• _Given problem_
Could you show every line of the material below that contains the string "white", copying each line in full?

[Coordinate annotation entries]
# # # # #

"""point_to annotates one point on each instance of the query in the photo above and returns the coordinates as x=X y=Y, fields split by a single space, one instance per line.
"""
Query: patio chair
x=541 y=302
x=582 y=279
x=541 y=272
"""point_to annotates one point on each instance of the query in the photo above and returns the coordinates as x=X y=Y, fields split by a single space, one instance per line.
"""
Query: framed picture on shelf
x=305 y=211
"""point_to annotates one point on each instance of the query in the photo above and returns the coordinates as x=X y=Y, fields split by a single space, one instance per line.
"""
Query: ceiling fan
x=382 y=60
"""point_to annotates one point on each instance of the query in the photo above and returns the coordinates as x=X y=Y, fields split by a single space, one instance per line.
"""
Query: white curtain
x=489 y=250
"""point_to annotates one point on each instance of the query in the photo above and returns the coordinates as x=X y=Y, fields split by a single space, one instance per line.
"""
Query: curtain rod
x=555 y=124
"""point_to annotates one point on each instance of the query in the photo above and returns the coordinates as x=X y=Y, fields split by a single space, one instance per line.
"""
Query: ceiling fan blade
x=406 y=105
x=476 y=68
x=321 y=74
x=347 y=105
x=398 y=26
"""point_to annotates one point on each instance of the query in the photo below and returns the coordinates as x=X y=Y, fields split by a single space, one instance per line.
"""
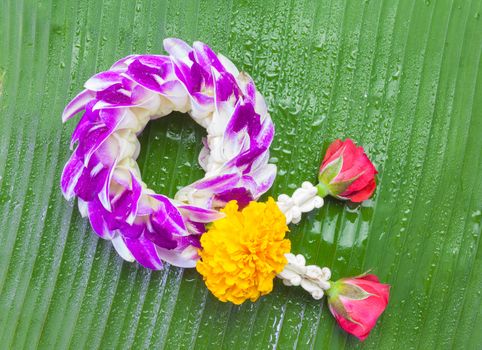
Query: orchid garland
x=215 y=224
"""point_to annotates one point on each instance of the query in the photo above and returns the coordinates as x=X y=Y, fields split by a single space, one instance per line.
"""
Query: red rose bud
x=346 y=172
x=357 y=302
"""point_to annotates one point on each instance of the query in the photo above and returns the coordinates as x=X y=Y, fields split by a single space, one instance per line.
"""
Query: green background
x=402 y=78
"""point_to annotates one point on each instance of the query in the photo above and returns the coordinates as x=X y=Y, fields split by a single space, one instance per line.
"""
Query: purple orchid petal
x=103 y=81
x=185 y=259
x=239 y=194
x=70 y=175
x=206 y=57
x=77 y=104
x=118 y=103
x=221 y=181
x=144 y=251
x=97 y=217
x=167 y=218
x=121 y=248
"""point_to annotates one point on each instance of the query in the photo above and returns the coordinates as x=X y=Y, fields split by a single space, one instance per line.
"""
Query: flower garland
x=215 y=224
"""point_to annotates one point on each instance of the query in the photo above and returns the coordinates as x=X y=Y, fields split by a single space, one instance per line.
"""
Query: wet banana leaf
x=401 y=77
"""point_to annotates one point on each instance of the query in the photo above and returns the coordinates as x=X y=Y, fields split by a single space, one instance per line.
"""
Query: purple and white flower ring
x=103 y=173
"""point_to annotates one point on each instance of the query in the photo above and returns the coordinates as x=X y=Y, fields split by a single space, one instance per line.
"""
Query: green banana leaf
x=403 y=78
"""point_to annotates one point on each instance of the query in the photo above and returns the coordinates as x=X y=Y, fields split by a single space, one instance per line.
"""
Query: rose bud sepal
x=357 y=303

# # # # #

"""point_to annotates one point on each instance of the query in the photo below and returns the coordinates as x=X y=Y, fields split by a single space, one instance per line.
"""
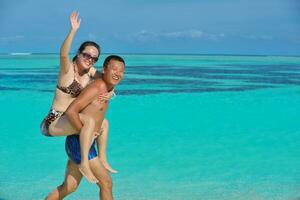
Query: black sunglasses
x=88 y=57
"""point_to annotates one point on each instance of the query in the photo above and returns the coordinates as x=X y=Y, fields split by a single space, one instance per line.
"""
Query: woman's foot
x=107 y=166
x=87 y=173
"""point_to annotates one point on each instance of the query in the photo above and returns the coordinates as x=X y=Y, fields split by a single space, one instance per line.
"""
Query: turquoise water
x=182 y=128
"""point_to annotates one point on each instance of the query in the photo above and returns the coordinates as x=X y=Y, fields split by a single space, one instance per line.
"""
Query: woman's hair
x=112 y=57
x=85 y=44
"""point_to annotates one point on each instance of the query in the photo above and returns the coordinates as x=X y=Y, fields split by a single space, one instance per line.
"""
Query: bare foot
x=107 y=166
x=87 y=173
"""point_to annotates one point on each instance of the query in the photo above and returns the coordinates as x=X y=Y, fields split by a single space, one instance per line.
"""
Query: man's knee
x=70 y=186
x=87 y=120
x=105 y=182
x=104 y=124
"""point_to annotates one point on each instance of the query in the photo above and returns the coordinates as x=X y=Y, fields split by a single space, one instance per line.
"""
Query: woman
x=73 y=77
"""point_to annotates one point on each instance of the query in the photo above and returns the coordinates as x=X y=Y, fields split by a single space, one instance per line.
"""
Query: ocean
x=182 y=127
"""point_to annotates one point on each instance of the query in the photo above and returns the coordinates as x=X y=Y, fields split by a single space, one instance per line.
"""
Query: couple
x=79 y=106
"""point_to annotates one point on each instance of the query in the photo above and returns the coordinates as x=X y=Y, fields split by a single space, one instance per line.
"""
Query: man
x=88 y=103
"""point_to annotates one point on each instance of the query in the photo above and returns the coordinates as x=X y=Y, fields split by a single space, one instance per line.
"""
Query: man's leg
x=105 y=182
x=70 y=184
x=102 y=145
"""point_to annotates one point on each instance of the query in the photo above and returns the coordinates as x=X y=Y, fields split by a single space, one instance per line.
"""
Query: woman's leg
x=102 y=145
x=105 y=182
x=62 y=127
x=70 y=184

# # # # #

• _Task output_
Query: white curtain
Query: purple and white flower ring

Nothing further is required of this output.